EXERCISES TO COMPLETE:
a) Answer these questions from the article on the New Deal, one per line:
(i) What position does Jim Powell hold at the Cato Institute?
(ii) How much did federal taxes total in 1933 and in 1940?
(iii) What did a Treasury Department report acknowledge about excise taxes?
b) Copy word for word the passage of the article on the New Deal that begins with the words containing "Posted on 12/29/2003" and ends with "(Crown Forum, 2003).".

Posted on 12/29/2003 9:55:56 AM PST by Stew Padasso
December 29, 2003
How FDR's New Deal Harmed Millions of Poor People by By Jim Powell
Jim Powell, senior fellow at the Cato Institute, is author of FDR's Folly, How Roosevelt and His New Deal Prolonged the Great Depression (Crown Forum, 2003).
Democratic presidential candidates as well as some conservative intellectuals, are suggesting that Franklin Delano Roosevelt's New Deal is a good model for government policy today.
Mounting evidence, however, makes clear that poor people were principal victims of the New Deal. The evidence has been developed by dozens of economists -- including two Nobel Prize winners -- at Brown, Columbia, Princeton, Johns Hopkins, the University of California (Berkeley) and University of Chicago, among other universities.
New Deal programs were financed by tripling federal taxes from $1.6 billion in 1933 to $5.3 billion in 1940. Excise taxes, personal income taxes, inheritance taxes, corporate income taxes, holding company taxes and so-called "excess profits" taxes all went up.
The most important source of New Deal revenue were excise taxes levied on alcoholic beverages, cigarettes, matches, candy, chewing gum, margarine, fruit juice, soft drinks, cars, tires (including tires on wheelchairs), telephone calls, movie tickets, playing cards, electricity, radios -- these and many other everyday things were subject to New Deal excise taxes, which meant that the New Deal was substantially financed by the middle class and poor people. Yes, to hear FDR's "Fireside Chats," one had to pay FDR excise taxes for a radio and electricity! A Treasury Department report acknowledged that excise taxes "often fell disproportionately on the less affluent."

ENTRIES SHOWN:
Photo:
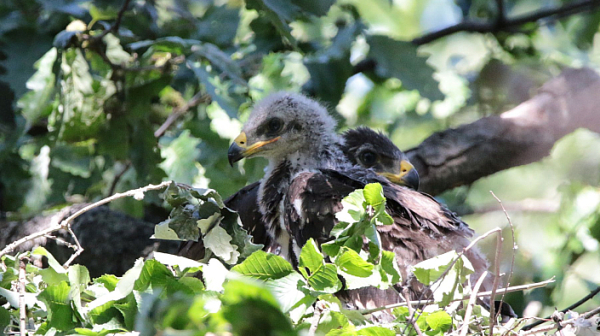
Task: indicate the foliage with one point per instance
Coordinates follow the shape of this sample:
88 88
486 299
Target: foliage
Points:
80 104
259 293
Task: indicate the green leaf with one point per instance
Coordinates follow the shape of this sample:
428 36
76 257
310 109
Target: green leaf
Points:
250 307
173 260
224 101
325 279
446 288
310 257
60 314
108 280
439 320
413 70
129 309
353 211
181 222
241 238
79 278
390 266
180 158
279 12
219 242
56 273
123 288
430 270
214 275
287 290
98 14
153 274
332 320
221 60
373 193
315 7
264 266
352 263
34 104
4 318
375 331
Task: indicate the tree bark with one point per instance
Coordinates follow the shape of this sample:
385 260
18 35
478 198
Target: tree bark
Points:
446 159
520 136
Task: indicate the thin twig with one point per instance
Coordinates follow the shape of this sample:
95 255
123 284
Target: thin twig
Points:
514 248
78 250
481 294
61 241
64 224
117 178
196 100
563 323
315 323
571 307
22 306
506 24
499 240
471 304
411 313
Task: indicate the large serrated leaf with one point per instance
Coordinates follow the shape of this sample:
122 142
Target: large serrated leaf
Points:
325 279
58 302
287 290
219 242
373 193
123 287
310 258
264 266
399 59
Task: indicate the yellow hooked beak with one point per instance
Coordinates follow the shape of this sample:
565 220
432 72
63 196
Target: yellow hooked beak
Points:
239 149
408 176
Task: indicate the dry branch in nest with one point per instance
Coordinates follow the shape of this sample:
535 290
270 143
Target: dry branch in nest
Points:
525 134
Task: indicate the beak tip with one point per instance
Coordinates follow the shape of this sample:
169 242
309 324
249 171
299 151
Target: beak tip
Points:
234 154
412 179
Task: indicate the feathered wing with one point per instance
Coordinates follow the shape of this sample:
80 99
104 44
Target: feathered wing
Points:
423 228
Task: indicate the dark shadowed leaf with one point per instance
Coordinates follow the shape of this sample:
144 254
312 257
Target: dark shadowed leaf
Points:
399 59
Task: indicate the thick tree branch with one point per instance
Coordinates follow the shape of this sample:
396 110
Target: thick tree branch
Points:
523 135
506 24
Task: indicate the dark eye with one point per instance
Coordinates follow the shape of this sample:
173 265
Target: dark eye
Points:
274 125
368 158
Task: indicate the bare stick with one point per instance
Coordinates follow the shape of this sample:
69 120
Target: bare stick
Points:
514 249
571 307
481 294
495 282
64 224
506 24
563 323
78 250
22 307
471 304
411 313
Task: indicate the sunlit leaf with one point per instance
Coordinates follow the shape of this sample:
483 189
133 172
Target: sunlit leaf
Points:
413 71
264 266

TASK ANSWERS:
a)
(i) Senior fellow.
(ii) $1.6 billion in 1933 and $5.3 billion in 1940.
(iii) That they "often fell disproportionately on the less affluent."

b)
Posted on 12/29/2003 9:55:56 AM PST by Stew Padasso
December 29, 2003
How FDR's New Deal Harmed Millions of Poor People by By Jim Powell
Jim Powell, senior fellow at the Cato Institute, is author of FDR's Folly, How Roosevelt and His New Deal Prolonged the Great Depression (Crown Forum, 2003).